■ **TASK BRIEF**
Leaving out the images, please reproduce each line below exactly.
* * * * * * * * *
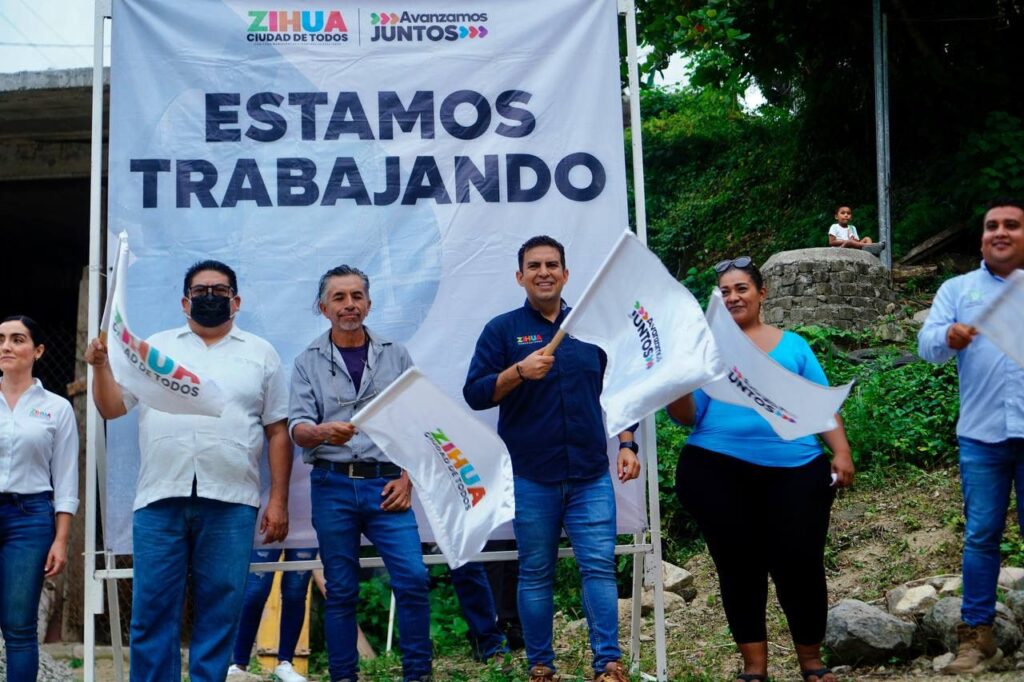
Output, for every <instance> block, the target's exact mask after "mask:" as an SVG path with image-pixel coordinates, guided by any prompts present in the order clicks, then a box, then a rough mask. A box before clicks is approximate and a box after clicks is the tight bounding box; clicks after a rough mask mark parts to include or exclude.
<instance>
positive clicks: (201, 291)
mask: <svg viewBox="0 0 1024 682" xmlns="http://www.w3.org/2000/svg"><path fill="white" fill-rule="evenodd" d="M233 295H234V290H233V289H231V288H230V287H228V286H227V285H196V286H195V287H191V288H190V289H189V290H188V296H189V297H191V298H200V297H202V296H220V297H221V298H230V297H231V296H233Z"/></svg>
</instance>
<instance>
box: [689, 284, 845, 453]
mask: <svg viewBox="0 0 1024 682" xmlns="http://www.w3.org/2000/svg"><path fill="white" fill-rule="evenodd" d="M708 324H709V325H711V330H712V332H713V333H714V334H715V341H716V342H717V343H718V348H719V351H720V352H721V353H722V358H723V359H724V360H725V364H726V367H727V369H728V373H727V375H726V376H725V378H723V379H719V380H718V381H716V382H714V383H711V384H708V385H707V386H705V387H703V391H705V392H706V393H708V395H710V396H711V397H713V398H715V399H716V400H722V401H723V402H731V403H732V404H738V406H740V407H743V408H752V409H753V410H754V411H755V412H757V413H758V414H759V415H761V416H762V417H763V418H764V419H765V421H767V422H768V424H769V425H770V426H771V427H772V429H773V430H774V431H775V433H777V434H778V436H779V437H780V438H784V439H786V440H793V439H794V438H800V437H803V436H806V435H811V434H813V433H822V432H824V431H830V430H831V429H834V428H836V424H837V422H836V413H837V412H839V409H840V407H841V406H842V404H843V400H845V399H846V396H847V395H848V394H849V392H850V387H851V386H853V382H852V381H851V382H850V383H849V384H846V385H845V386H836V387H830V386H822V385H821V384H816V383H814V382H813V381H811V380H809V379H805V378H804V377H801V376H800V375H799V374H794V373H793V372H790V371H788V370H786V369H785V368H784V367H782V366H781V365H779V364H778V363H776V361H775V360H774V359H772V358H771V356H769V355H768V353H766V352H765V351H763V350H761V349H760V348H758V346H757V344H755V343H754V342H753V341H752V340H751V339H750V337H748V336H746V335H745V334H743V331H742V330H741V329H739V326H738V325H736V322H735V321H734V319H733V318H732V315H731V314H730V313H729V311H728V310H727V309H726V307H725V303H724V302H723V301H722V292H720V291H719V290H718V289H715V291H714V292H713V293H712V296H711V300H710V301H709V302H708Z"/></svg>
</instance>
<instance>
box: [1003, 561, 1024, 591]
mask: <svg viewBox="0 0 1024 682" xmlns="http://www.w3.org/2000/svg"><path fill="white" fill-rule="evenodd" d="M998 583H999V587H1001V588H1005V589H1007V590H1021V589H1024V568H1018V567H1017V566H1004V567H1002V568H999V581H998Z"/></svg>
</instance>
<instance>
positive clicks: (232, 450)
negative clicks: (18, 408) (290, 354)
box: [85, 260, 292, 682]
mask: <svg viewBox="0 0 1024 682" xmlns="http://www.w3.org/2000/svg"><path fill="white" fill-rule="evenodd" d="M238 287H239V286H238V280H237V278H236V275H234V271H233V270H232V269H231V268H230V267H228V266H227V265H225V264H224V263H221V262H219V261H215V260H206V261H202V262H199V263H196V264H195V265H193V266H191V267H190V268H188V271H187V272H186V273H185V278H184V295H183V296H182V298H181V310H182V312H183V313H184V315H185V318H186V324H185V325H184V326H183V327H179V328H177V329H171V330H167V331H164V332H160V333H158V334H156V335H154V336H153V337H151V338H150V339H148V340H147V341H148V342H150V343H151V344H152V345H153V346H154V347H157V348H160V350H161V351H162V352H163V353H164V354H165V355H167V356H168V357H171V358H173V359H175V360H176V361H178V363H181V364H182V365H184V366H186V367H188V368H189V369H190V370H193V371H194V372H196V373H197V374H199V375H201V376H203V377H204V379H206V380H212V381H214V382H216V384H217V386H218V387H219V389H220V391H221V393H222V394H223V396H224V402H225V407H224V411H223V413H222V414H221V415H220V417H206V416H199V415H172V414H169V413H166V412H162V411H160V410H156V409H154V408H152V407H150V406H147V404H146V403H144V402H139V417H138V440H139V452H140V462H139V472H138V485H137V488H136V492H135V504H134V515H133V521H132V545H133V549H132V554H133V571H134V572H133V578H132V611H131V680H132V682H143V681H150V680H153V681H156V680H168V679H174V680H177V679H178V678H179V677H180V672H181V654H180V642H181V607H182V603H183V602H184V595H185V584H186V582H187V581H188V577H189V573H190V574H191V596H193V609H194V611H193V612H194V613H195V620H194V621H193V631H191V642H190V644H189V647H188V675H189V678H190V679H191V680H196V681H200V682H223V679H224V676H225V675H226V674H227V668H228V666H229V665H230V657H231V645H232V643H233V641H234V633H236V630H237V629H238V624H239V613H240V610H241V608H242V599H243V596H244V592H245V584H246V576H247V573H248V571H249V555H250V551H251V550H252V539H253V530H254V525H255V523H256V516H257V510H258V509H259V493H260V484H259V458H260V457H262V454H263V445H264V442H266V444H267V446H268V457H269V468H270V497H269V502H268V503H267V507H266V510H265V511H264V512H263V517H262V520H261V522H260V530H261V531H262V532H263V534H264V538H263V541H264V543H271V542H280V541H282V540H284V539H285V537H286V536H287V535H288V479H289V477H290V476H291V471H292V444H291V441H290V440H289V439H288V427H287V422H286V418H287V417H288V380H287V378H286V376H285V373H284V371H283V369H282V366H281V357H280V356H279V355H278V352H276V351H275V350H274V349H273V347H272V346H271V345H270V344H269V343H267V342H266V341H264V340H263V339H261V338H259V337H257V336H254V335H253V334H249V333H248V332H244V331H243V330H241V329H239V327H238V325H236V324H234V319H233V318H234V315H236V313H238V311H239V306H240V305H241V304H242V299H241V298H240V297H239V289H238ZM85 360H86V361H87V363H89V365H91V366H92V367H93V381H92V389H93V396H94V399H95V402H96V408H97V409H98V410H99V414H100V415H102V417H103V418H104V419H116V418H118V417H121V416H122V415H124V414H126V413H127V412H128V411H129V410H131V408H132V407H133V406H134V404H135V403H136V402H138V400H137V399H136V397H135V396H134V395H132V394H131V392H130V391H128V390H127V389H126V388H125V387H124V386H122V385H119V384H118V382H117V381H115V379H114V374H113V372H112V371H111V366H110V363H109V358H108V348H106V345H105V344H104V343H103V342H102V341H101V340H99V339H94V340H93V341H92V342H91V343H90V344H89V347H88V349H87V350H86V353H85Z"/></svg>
* * * * * * * * *
■ **EXPECTED ANSWER**
Output, for every <instance> block, the target's exact mask after "mask:" as an SVG path with image-pixel coordinates, guided by any prompts present in the order clicks, then a box, then a rough mask. A box before clicks is approximate and a box after clicks is the tight bounding box; clicks after a rough mask mark parts to include or exclude.
<instance>
positive clicks: (201, 291)
mask: <svg viewBox="0 0 1024 682" xmlns="http://www.w3.org/2000/svg"><path fill="white" fill-rule="evenodd" d="M233 295H234V290H233V289H231V288H230V287H228V286H227V285H196V286H195V287H191V288H190V289H189V290H188V296H189V297H191V298H200V297H202V296H220V297H221V298H230V297H231V296H233Z"/></svg>
</instance>
<instance>
box: [689, 284, 845, 453]
mask: <svg viewBox="0 0 1024 682" xmlns="http://www.w3.org/2000/svg"><path fill="white" fill-rule="evenodd" d="M708 324H709V325H711V330H712V332H713V333H714V334H715V341H716V342H717V343H718V348H719V351H720V352H721V353H722V358H723V359H724V360H725V364H726V367H727V369H728V373H727V375H726V376H725V378H723V379H719V380H718V381H716V382H714V383H711V384H708V385H707V386H705V387H703V391H705V392H706V393H708V395H710V396H711V397H713V398H715V399H716V400H722V401H723V402H731V403H732V404H738V406H740V407H743V408H752V409H753V410H754V411H755V412H757V413H758V414H759V415H761V416H762V417H763V418H764V419H765V421H767V422H768V424H769V425H770V426H771V427H772V429H773V430H774V431H775V433H777V434H778V436H779V437H780V438H784V439H786V440H793V439H794V438H800V437H803V436H806V435H811V434H813V433H822V432H824V431H830V430H831V429H834V428H836V424H837V422H836V413H837V412H839V409H840V407H841V406H842V404H843V400H845V399H846V396H847V395H848V394H849V392H850V387H851V386H853V382H852V381H851V382H850V383H849V384H846V385H845V386H836V387H830V386H822V385H821V384H816V383H814V382H813V381H811V380H809V379H805V378H804V377H801V376H800V375H799V374H794V373H793V372H790V371H788V370H786V369H785V368H784V367H782V366H781V365H779V364H778V363H776V361H775V360H774V359H772V358H771V356H769V355H768V353H766V352H765V351H763V350H761V349H760V348H758V346H757V344H755V343H754V342H753V341H752V340H751V339H750V337H748V336H746V335H745V334H743V331H742V330H741V329H739V326H738V325H736V322H735V321H734V319H733V318H732V315H731V314H730V313H729V311H728V310H727V309H726V307H725V303H724V302H723V301H722V292H720V291H719V290H718V289H715V291H714V292H713V293H712V296H711V300H710V301H709V302H708Z"/></svg>
</instance>
<instance>
box: [1003, 561, 1024, 591]
mask: <svg viewBox="0 0 1024 682" xmlns="http://www.w3.org/2000/svg"><path fill="white" fill-rule="evenodd" d="M998 583H999V587H1001V588H1005V589H1007V590H1021V589H1024V568H1018V567H1017V566H1004V567H1002V568H999V581H998Z"/></svg>
</instance>
<instance>
positive clicks: (232, 450)
negative clicks: (18, 408) (290, 354)
box: [85, 260, 292, 682]
mask: <svg viewBox="0 0 1024 682" xmlns="http://www.w3.org/2000/svg"><path fill="white" fill-rule="evenodd" d="M238 287H239V286H238V280H237V278H236V275H234V271H233V270H232V269H231V268H230V267H228V266H227V265H225V264H224V263H221V262H219V261H215V260H206V261H202V262H199V263H196V264H195V265H193V266H191V267H190V268H188V271H187V272H186V273H185V278H184V295H183V296H182V298H181V310H182V312H183V313H184V315H185V318H186V324H185V325H184V326H183V327H179V328H177V329H171V330H167V331H164V332H160V333H158V334H156V335H154V336H153V337H151V338H150V339H148V340H147V341H148V342H150V343H151V344H152V345H153V346H154V347H157V348H160V350H161V351H162V352H163V353H164V354H165V355H167V356H168V357H171V358H173V359H175V360H176V361H178V363H181V364H182V365H184V366H186V367H188V368H189V369H190V370H193V371H194V372H196V373H197V374H199V375H201V376H203V377H204V379H206V380H212V381H214V382H216V384H217V386H218V387H219V389H220V391H221V393H222V394H223V396H224V402H225V407H224V411H223V413H222V414H221V415H220V417H206V416H199V415H172V414H169V413H166V412H162V411H160V410H156V409H154V408H152V407H150V406H147V404H146V403H144V402H139V417H138V440H139V452H140V462H139V472H138V485H137V488H136V492H135V504H134V515H133V521H132V545H133V549H132V554H133V571H134V572H133V578H132V611H131V680H132V682H143V681H150V680H153V681H156V680H168V679H174V680H177V679H178V678H179V677H180V672H181V654H180V642H181V607H182V603H183V602H184V595H185V584H186V582H187V581H188V577H189V573H190V574H191V596H193V609H194V611H193V612H194V613H195V620H194V621H193V631H191V642H190V644H189V647H188V675H189V678H190V679H191V680H196V681H200V682H223V679H224V676H225V675H226V674H227V668H228V666H229V665H230V657H231V645H232V643H233V641H234V633H236V630H237V629H238V624H239V613H240V610H241V608H242V599H243V596H244V592H245V584H246V576H247V573H248V571H249V555H250V551H251V550H252V539H253V530H254V525H255V523H256V516H257V510H258V509H259V493H260V484H259V458H260V457H262V454H263V445H264V442H266V444H267V446H268V457H269V468H270V497H269V502H268V503H267V507H266V510H265V511H264V512H263V517H262V520H261V522H260V530H261V531H262V532H263V534H264V538H263V541H264V543H271V542H280V541H282V540H284V539H285V537H286V536H287V535H288V479H289V477H290V476H291V471H292V444H291V441H290V440H289V439H288V427H287V422H286V418H287V417H288V380H287V378H286V376H285V373H284V371H283V369H282V366H281V357H280V356H279V355H278V352H276V351H275V350H274V349H273V347H272V346H271V345H270V344H269V343H267V342H266V341H264V340H263V339H261V338H259V337H257V336H254V335H253V334H249V333H248V332H244V331H243V330H241V329H239V327H238V325H236V324H234V319H233V318H234V315H236V313H238V311H239V306H240V305H241V304H242V299H241V298H240V297H239V289H238ZM85 360H86V361H87V363H89V365H91V366H92V367H93V381H92V389H93V396H94V399H95V402H96V408H97V409H98V410H99V414H100V415H102V417H103V418H104V419H116V418H118V417H121V416H122V415H124V414H126V413H127V412H128V411H129V410H131V408H132V407H133V406H134V404H135V403H136V402H138V400H137V399H136V397H135V396H134V395H132V394H131V392H130V391H128V390H127V389H126V388H125V387H124V386H122V385H119V384H118V382H117V381H115V379H114V374H113V372H112V371H111V366H110V363H109V358H108V348H106V345H105V344H104V343H103V342H102V341H101V340H99V339H94V340H93V341H92V342H91V343H90V344H89V347H88V349H87V350H86V353H85Z"/></svg>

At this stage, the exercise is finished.